- **Petite tâche 1**
Traduisez en anglais cette phrase de l'article sur le Sahara occidental : « Le vote est prévu pour ce vendredi à 15 h 00 (heure de New York) / 20 h 00 (CET). »

Cinquante ans après la « Marche verte », le monde tourne de nouveau les yeux vers le Sahara occidental
Par Victoria G. Corera – Plateforme « N’oublie pas le Sahara Occidental »
Cinquante ans après la soi-disant « Marche verte », la communauté internationale regarde à nouveau vers le Sahara occidental. Et cette fois, elle le fait sous le bon angle : celui d’un peuple colonisé qui attend depuis un demi-siècle de pouvoir exercer un droit reconnu et constamment différé. Ce qui sera décidé demain au siège des Nations unies ne marquera pas la fin de l’histoire, mais pourrait bien ouvrir une nouvelle étape, plus honnête, dans la longue lutte du peuple sahraoui pour la justice et la liberté.
Le vote est prévu pour ce vendredi à 15 h 00 (heure de New York) / 20 h 00 (CET).

- **Petite tâche 2**
Affichez chaque ligne des enregistrements où figure le mot "pyrotechnic".

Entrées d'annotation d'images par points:
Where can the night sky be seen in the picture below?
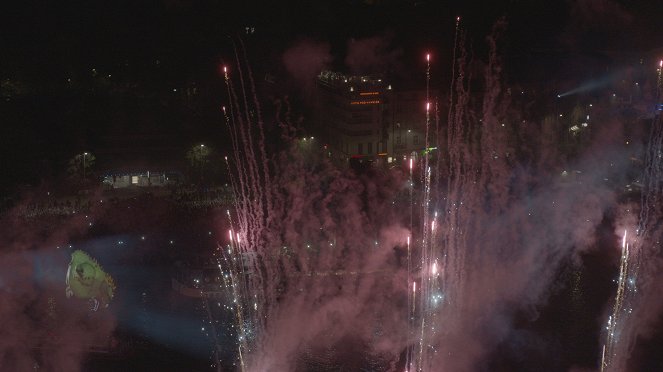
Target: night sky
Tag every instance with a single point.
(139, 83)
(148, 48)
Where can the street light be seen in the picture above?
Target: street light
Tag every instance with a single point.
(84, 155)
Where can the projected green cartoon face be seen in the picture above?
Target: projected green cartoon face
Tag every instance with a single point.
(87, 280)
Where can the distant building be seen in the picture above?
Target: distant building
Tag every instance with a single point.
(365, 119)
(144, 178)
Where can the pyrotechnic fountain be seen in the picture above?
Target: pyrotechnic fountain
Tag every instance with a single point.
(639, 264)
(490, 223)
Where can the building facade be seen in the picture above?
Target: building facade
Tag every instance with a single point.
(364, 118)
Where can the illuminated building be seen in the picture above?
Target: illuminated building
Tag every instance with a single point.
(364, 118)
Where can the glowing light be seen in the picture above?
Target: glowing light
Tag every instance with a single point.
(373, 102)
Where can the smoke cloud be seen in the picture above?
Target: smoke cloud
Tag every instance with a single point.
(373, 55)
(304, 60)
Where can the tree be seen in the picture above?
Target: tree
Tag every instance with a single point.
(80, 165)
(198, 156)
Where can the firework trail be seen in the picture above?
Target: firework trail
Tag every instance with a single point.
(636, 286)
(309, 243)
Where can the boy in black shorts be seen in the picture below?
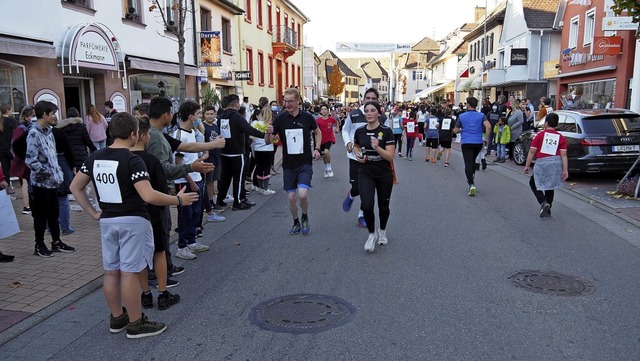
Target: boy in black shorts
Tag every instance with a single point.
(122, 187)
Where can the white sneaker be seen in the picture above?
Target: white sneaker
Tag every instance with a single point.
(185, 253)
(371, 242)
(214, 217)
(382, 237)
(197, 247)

==

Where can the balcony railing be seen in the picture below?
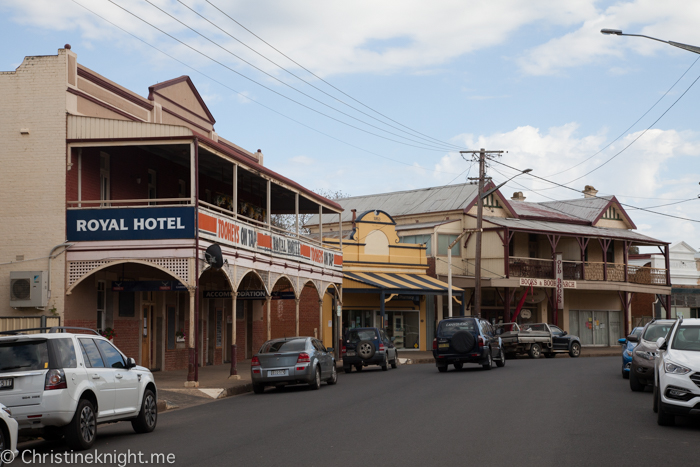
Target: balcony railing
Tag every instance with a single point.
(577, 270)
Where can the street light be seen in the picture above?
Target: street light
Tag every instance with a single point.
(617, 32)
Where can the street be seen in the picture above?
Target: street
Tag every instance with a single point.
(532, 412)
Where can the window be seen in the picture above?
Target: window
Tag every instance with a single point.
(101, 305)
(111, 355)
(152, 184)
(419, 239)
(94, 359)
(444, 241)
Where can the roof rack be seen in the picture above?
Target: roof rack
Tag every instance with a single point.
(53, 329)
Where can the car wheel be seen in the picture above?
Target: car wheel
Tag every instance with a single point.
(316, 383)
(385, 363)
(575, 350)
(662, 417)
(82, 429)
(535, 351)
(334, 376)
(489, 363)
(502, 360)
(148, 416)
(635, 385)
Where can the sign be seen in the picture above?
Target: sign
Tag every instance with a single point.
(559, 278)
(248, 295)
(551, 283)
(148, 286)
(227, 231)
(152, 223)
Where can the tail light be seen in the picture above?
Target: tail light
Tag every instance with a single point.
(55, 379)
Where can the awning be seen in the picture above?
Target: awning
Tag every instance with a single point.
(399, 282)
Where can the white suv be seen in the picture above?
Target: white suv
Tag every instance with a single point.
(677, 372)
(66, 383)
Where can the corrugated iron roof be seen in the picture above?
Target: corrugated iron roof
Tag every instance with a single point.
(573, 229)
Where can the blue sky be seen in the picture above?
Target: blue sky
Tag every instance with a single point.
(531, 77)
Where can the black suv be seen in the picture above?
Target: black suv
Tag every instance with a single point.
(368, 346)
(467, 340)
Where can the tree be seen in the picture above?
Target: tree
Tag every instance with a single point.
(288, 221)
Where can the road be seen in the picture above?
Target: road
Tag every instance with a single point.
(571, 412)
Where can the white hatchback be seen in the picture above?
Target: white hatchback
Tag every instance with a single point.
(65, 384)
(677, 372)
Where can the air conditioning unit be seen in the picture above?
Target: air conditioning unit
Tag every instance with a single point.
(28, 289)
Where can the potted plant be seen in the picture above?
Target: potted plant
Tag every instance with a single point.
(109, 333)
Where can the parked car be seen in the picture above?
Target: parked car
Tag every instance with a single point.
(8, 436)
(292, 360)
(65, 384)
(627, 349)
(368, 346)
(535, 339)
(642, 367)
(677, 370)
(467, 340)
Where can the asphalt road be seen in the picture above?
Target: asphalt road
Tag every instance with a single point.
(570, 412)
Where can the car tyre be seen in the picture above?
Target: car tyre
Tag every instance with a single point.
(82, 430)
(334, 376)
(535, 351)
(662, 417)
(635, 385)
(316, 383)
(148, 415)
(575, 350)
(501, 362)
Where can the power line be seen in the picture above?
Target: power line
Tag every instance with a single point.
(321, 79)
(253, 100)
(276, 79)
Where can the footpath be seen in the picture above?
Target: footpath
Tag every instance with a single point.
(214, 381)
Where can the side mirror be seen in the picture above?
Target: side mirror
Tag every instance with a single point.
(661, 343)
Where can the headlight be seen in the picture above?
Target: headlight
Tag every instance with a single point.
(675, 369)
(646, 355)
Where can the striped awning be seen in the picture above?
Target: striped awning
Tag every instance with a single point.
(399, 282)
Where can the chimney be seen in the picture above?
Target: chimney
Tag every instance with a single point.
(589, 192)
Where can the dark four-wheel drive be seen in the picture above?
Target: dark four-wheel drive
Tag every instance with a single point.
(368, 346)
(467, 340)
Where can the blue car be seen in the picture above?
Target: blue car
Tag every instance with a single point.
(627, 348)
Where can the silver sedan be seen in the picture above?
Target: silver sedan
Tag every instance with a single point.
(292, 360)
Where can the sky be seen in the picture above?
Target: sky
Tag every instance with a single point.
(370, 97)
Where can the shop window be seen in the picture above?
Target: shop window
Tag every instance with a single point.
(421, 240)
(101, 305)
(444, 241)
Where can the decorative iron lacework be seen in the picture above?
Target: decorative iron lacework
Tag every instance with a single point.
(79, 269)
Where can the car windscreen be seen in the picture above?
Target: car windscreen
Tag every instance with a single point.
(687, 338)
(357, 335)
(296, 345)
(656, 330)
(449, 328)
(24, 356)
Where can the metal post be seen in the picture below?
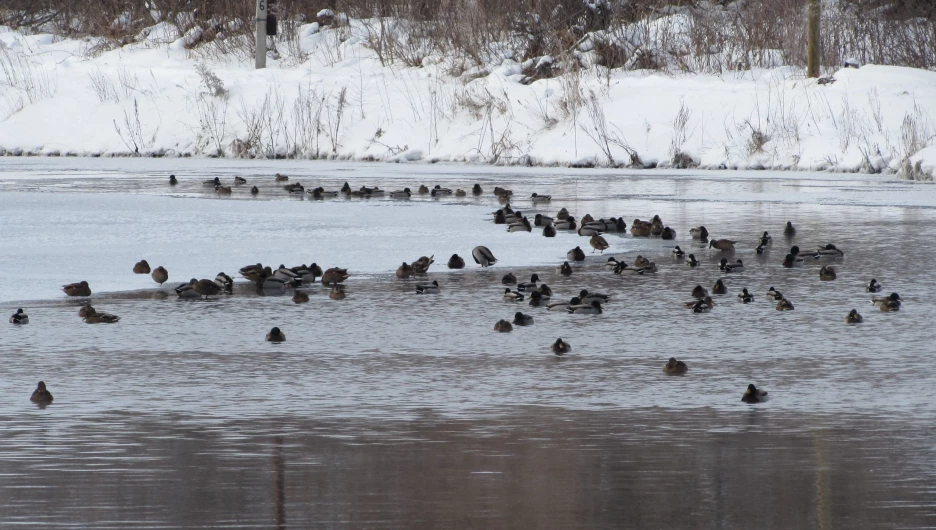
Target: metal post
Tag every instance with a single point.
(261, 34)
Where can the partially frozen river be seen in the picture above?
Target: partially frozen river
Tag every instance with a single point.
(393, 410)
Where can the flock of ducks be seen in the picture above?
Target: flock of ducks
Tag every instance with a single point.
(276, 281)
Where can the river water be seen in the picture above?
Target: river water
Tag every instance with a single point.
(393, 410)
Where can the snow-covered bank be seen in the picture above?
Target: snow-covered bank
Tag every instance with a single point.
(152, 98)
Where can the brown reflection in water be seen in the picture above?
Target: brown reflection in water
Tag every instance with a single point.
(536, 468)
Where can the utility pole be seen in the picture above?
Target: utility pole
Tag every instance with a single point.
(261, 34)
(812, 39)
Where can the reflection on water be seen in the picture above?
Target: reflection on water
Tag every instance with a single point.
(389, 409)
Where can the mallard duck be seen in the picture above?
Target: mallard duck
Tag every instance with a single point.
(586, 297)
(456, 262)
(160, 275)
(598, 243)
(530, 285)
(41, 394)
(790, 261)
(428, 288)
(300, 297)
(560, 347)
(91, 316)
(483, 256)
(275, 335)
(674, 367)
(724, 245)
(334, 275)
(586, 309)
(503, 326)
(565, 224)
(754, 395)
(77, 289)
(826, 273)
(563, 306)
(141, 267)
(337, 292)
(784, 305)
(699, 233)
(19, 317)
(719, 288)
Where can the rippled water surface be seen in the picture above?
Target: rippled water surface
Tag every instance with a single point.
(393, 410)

- **Réponse 1**
The vote is scheduled for this Friday at 3:00 p.m. (New York time) / 8:00 p.m. (CET).

- **Réponse 2**
Where can the pyrotechnic fountain be seen in the picture above?
Target: pyrotechnic fountain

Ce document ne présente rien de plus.